EXERCISE INSTRUCTIONS:
Using the earnings call transcript below, explain why Mitesh Thakkar says the company feels confident about staying around its 26 million-ton base. Answer in one to three sentences.

SELECTED TEXT:
Mitesh Thakkar: And just to add to it, the inventory situation that we talked about, it’s not about inventory lying on the ground not sold. It’s already sold coal that just because of the timing of the vessels and shipments just moved from third quarter to the fourth quarter, that inventory has gone as we speak here today.

Nathan Martin: Perfect. And then just maybe on the logistics side, how are things cooperating from a rail and port and maybe even thinking about labor as well from those standpoints.

Jimmy Brock : Yes. I think we’re dual served by both rails. And I think they’re performing okay, we haven’t had any real issues out of them. We always expect some shipments to move around a little bit. But the railcars have been pretty good for us thus far.

Bob Braithwaite : Yes. I mean think about it, Nate, I mean look at the shift, right? I mean, we’re talking about moving potentially 19 million tons through our terminal, which about 16 million of that will be from PAMC just this year.

Nathan Martin : Got it. And then maybe just a higher-level longer-term question. It would be great to get your thoughts guys around CONSOL’s ability to kind of maintain that 26 million-ton plus or minus shipment run rate over the next several years.

Jimmy Brock : We used 26 million tons Nate our base. And as you well know, we’ve run as high as 27.4 [ph] we run to the market. So if the market is there we certainly have the ability to run that. We don’t have anything that’s in the near term certainly for the next several years, we will use that 26 as a base, and we certainly have the opportunity to flex that up or down depending upon the market.

Mitesh Thakkar : And if you think about the cadence like, historically, we are not this heavily contracted. So we have more contracted for 2024 than we typically are. So that tells you that we have enough sales already booked and with the development of some of the newer markets and RFPs that Bobby and his team is working on in the domestic market as well we feel very confident about getting around that base and continue to optimize that.

Nathan Martin: Very helpful guys. And then maybe shifting to the export business. First maybe what the netbacks look like today kind of both based on API2 and Techco prices? And then Secondly congrats on entering some of those new markets. You guys just talked about both on the industrial and it sounds like crossover met side as well. And I know — in the past you’ve been successful tying some of that long-term business the API2 prices the floors and ceilings, but how should we think about some of this newer business? Is that still the way you’re looking at pricing that? Or could there be some other mechanisms you’d entertain or working on to possibly better capture the value of your product?

Bob Braithwaite : Yes. So in the quarter two of the deals under the 5.4 million tons that we did were significant export deals for 2024. When I say significant, there’s a significant amount of tons. And one we did at a fixed price and I can tell you that net to back over $70 to the mine. That is likely going to Europe. We looked at where API2 prices for the time we did that deal. And then the other deal we did was linked to both pet coke and API2 prices and had a fixed price component. So we continue to look at ways that we can price our product that makes sense into these markets, especially into the India market. And then the later deal I just mentioned it also had floor and ceilings tied to it, where the floor is going to provide us a minimum $20-plus cash margin and then we have some significant upside.

INFORMATION SHOWN:
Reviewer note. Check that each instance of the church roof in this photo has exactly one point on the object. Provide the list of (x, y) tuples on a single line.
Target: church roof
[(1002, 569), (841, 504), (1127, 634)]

EXERCISE ANSWER:
The company has more sales contracted for 2024 than it usually does, so it already has enough sales booked. It is also developing newer markets and working on RFPs in the domestic market.